--- Start Extracted material ---

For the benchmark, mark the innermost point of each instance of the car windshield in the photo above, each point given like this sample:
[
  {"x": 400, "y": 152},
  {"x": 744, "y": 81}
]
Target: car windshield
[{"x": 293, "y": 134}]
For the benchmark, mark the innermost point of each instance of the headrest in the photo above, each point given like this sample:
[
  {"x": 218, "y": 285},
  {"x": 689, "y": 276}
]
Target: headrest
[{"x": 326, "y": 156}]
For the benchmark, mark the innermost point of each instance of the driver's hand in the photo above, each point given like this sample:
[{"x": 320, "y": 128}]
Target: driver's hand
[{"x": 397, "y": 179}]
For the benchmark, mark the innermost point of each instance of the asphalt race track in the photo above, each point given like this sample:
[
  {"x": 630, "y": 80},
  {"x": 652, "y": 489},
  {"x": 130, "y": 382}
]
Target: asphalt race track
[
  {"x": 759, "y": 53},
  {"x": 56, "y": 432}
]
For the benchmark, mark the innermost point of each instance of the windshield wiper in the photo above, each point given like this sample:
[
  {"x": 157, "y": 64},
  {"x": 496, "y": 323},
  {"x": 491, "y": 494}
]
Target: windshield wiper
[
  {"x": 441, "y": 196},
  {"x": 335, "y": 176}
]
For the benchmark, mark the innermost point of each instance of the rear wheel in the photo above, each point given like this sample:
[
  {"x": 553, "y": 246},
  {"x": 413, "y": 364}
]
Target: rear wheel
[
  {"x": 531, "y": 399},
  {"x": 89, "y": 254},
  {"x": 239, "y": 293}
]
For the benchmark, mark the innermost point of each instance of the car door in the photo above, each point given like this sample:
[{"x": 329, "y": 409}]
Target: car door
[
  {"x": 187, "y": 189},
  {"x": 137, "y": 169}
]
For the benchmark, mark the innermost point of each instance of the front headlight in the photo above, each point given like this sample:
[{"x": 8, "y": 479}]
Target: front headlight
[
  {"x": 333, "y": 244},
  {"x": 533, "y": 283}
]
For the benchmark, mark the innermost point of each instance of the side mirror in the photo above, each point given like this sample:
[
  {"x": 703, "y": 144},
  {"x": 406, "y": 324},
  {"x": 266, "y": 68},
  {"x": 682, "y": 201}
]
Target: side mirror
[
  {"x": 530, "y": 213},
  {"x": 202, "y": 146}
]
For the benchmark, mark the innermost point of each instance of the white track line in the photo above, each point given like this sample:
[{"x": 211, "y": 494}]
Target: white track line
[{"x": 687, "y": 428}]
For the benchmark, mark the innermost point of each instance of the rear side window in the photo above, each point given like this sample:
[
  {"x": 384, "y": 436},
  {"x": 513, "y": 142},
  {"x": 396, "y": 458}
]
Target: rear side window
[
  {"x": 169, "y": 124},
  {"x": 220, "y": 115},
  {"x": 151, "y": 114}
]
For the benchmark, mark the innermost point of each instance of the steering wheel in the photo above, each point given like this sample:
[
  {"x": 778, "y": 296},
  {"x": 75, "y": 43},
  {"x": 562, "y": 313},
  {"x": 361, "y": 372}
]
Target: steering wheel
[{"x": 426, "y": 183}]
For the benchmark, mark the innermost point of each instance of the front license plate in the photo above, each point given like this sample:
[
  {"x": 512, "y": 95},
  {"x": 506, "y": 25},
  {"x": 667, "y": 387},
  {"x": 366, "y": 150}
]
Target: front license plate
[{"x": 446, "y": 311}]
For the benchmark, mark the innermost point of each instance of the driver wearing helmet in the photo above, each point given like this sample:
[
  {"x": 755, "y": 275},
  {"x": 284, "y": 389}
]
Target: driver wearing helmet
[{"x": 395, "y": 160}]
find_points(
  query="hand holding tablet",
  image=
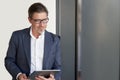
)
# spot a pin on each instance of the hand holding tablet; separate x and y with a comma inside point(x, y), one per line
point(44, 73)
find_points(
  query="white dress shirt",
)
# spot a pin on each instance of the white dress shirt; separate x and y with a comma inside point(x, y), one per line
point(37, 51)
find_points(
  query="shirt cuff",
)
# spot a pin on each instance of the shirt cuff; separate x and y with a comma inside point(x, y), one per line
point(18, 75)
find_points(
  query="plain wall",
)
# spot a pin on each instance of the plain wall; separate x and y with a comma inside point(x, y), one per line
point(14, 16)
point(100, 39)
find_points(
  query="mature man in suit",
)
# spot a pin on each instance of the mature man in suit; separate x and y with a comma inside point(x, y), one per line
point(33, 48)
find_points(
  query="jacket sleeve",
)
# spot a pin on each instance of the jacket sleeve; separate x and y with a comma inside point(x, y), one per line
point(57, 64)
point(10, 58)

--- End Extracted material ---

> Set task:
Copy the stretch of the material above from the line containing "the front license" through the line containing "point(44, 73)", both lines included, word for word. Leave the pictures out of your copy.

> Expected output:
For the benchmark, mark the innermost point of each instance of the front license plate in the photo above, each point given like this sample:
[
  {"x": 512, "y": 95},
  {"x": 506, "y": 25},
  {"x": 667, "y": 387},
  {"x": 366, "y": 150}
]
Target: front license plate
[{"x": 446, "y": 311}]
For the benchmark, mark the innermost point of each instance of the driver wearing helmet in the photo above, each point given like this sample:
[
  {"x": 755, "y": 275},
  {"x": 284, "y": 389}
]
Target: driver wearing helmet
[{"x": 395, "y": 160}]
find_points(
  query="hand holding tablet",
  image=
)
# spot a pin on each instance of the hand holding tablet; separate x and y with a comma inside point(x, y), one per line
point(44, 73)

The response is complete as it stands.